Description of the task
Set the data down again, exactly as it reads, but without the pictures.

(Referring expression pointing data)
|---|

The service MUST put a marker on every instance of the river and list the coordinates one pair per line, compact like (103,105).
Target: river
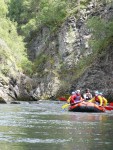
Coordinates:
(46,126)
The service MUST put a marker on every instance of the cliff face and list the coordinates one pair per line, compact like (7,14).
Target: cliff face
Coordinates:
(59,57)
(64,50)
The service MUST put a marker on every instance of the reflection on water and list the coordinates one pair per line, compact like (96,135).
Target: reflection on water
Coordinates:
(46,126)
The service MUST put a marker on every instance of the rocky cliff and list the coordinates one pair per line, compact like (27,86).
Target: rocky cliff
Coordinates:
(64,60)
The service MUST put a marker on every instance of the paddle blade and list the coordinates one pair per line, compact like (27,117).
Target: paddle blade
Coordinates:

|---|

Task answer
The service MUST put a marker on every instance of the river and list the coordinates one pair per line, compact like (103,105).
Target: river
Coordinates:
(46,126)
The service MUST put a marker on every instance of the cliff face and list the coordinates one pair per line, compact like (7,14).
Target: cliff face
Coordinates:
(59,57)
(64,50)
The service MUST put a marker on every instance of the reflection on water and list the coordinates one pair per line, compact like (96,135).
Target: reflection on water
Coordinates:
(46,126)
The service MUST put a marker on every instance of the rocky cliff and list the coordinates one pair per line, compact like (27,86).
Target: rocky cliff
Coordinates:
(64,60)
The service MUST put a marker on every instance of the paddle blade and list the coordinates one pair per line, compact like (27,117).
Target: paddle blade
Coordinates:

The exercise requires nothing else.